Pero incluso en medio de una polarización política como no se ha visto en Estados Unidos en décadas (sumada, en muchos lugares, a un odio visceral hacia el primer presidente afroamericano del país), la ciudadanía y la clase política estadounidenses entienden que violentar la Constitución atentaría contra los fundamentos del sistema de gobierno. Este entendimiento implica que la cura para la actual disfunción no se hallará en las calles, sino en las urnas. Y este compromiso colectivo con el principio de que el ejercicio del poder debe estar supeditado a las leyes es la esencia de la democracia liberal.
Sin embargo, los estadounidenses no están para festejos. De hecho, la segunda lección que podemos extraer de la crisis es que ya casi no queda lugar en Estados Unidos para el triunfalismo. Los alardes de excepcionalismo dieron paso a un patriotismo más sobrio, en el que los ciudadanos de a pie reconocen que existen desde hace mucho tiempo tendencias que erosionan la prometida igualdad de oportunidades; particularmente, falencias en los sistemas de salud, educación y provisión de infraestructuras del país.
La furia de los republicanos del Tea Party (como en su momento, la de los manifestantes de Occupy Wall Street) refleja cierta idea de que la única forma de cambiar el sistema es aplicar medidas drásticas, si no revolucionarias. Pero del otro lado, los votantes más pragmáticos están cada vez más disconformes con la parálisis política y con la incapacidad de las instituciones de gobierno para responder a las preferencias de una mayoría evidente de la población. Durante la pasada crisis, el índice de aprobación popular del Partido Republicano se redujo a apenas la cuarta parte del electorado nacional (un mínimo histórico), mientras que el índice de aprobación del Congreso en su conjunto no superó el 5%.
La última lección nos dice que la presencia femenina beneficia a cualquier sistema político. Fue muy comentado el papel que desempeñaron seis senadoras (republicanas y demócratas) en el logro de los acuerdos necesarios para poner fin a la crisis. Son mujeres que supieron mantenerse conectadas a través de la divisoria partidaria, mientras las relaciones entre sus colegas masculinos se deterioraban cada vez más y se abría paso una competencia de declamaciones y acusaciones mutuas.
El mundo debería tomar nota. Aunque las mujeres no sean forzosamente mejores que los hombres para gobernar, sus perspectivas y formas de involucrarse suelen ser diferentes, y estas diferencias pueden ser esenciales para resolver los atascos creados por el ego de los hombres. Además, las mujeres suelen prestar más atención a los padecimientos de personas reales que a la promoción de grandes principios y prefieren el progreso concreto a la victoria abstracta. Sea en un parlamento o en una negociación de paz, la presencia femenina lleva a mejores resultados.
El gobierno estadounidense está funcionando otra vez, por ahora. Ya se negocia la aprobación de un presupuesto real que satisfaga a todas las partes. Y el efecto que tendrá la pasada crisis sobre la suerte del Partido Republicano en las elecciones legislativas de 2014 es tema de discusión.
Pero lo que importa, en definitiva, es que las divisiones sociales y económicas del país se resolverán por la vía política, mediante elecciones y el esfuerzo de millones de estadounidenses en pos del logro de reformas fundamentales. Por más frustrante y vergonzoso que haya sido lo que pasó estas últimas semanas, pudo haber sido mucho peor.

» DATOS PARA EXAMINAR:
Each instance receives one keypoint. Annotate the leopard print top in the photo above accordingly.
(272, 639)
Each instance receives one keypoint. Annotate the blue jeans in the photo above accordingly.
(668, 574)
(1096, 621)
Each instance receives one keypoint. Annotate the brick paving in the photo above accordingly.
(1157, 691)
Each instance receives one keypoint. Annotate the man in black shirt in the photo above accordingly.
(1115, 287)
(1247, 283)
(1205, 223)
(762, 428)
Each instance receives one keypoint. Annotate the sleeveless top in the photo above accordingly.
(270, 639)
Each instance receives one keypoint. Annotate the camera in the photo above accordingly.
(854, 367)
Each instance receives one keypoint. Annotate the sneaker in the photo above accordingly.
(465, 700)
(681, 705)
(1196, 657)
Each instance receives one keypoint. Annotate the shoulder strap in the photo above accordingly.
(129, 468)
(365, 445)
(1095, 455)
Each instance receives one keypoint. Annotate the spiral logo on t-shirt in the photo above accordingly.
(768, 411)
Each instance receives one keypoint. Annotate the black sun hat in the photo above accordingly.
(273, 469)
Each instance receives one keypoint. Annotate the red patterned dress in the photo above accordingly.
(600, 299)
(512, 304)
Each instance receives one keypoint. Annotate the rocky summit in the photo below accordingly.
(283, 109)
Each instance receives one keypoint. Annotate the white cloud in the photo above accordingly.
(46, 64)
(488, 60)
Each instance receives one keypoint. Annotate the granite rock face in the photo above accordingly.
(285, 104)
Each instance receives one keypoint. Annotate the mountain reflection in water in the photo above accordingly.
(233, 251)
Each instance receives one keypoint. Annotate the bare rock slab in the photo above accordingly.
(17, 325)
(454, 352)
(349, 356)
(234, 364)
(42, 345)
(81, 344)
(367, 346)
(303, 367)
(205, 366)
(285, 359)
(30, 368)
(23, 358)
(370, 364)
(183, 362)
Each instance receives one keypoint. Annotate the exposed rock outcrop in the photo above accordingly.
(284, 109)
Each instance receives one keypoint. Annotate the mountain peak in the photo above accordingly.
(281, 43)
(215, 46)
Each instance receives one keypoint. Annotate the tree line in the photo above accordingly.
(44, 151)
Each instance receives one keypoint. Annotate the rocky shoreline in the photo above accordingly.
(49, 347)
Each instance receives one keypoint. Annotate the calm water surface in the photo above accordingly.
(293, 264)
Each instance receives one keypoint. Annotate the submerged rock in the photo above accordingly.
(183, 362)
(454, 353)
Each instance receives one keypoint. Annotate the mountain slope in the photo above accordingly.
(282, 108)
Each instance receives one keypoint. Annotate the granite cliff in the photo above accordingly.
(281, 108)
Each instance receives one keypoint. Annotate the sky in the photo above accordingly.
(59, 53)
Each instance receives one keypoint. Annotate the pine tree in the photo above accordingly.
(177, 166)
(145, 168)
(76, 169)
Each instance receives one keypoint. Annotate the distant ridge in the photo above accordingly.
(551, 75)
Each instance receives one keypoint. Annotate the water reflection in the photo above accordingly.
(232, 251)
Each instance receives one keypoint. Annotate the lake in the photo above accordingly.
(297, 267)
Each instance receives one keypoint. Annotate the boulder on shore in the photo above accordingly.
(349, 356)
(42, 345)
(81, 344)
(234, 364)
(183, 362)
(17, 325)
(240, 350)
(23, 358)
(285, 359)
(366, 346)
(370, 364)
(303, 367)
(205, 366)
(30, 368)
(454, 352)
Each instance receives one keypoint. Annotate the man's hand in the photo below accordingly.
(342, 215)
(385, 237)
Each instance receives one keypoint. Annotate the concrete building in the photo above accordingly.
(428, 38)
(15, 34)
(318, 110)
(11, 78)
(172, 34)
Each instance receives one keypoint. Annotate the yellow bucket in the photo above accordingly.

» QUÉ SE PIDE:
Responde con datos del texto sobre la crisis política en Estados Unidos:
(a) ¿Qué porcentaje no superó el índice de aprobación del Congreso durante la crisis?
(b) ¿Cuántas senadoras tuvieron un papel destacado en los acuerdos para poner fin a la crisis?
(c) ¿De qué año son las elecciones legislativas que se mencionan?
Las entradas proceden de otra fuente distinta del texto.

» RESPUESTA:
(a) El 5%.
(b) Seis.
(c) De 2014.